═════ Material provided

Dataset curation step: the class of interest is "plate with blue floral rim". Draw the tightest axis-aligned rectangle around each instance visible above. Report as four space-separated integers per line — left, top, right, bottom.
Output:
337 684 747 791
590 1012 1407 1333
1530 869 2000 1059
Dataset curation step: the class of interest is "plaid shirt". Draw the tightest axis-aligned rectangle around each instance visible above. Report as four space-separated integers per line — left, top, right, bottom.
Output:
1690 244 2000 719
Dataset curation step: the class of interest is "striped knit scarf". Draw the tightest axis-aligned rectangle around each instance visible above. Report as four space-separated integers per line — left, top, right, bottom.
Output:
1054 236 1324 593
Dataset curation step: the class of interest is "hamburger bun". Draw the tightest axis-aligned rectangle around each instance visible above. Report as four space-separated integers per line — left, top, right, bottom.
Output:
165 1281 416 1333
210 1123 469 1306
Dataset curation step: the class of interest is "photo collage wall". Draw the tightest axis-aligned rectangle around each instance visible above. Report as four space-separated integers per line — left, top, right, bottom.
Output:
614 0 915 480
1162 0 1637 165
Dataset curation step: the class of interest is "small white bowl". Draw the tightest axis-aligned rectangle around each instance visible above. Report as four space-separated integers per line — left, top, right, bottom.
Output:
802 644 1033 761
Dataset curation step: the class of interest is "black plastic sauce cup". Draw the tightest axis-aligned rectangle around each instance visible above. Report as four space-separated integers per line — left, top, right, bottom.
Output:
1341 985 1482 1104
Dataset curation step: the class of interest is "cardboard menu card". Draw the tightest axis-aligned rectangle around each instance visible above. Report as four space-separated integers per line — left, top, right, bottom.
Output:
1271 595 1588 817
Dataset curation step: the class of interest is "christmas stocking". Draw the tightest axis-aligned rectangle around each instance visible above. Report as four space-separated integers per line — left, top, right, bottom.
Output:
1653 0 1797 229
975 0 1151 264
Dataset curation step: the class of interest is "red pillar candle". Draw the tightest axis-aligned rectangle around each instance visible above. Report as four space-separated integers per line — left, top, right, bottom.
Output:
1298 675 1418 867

══════════

_What is required_: Each entry needs to be given again exactly as it stands.

_Solution for this exercise_:
Dataset curation step: the class of interest is "plate with blue floral rim". Draw the tightest axis-aligned rectangle around each instance visible above. Report as four space-separated integers per line — left, top, right, bottom.
Output:
337 684 747 791
590 1012 1407 1333
1530 869 2000 1059
Dataset curation step: the class of interest is "plaid shirt". Draw the tightest axis-aligned rectangle around each instance visible above. Report as four space-separated integers per line — left, top, right, bottom.
Output:
1690 244 2000 719
Dataset curation step: the class of interest is "striped knit scarf". Draw the tightest axis-aligned rectangle around each instance visible above. Report as four space-separated integers per line — left, top, right, bottom.
Output:
1054 236 1324 593
Dataset curation step: the class of interest is "hamburger bun". Draw the tightest axis-aligned rectangle around each instance visible above. Report as four space-separated integers per line — left, top, right, bottom.
Output:
165 1281 416 1333
210 1123 469 1306
Dataset curation step: the class of interest is "photo collage wall". Draw the tightest axis-aligned rectangle around each instance visible above. Report as four space-separated integers per line — left, top, right, bottom.
Output:
614 0 915 480
1162 0 1637 165
Dataset curation step: the class of interest is "small white bowl". Draw the tightest axis-aligned rectangle around each instance visible above. Report as four space-separated integers per line — left, top, right, bottom.
Output:
802 644 1033 761
Dataset curation step: the class of interest is "black plastic sauce cup". Draw the tightest axis-aligned rectangle around each instance visible above. Report as four space-separated integers per line — left, top, right, bottom.
Output:
1341 985 1482 1104
Dataset curation step: the class of interest is "cardboard menu card". Draw the tightest axis-aligned rectangle around each instance visible above. Report as four space-separated integers per line — left, top, right, bottom.
Output:
1271 595 1588 817
Dataset curation step: the class of interest is "christmas stocking". Draw the tightest axis-aligned rectangle around each instance visible above. Report as four space-separated integers per line — left, top, right, bottom.
Output:
1653 0 1797 229
975 0 1151 264
Dataset curation step: the class of interest is "red pillar candle". Draw the tightest axis-aligned rectangle around each instance visible above. Report as four space-separated integers per line — left, top, right, bottom.
Output:
1298 675 1418 867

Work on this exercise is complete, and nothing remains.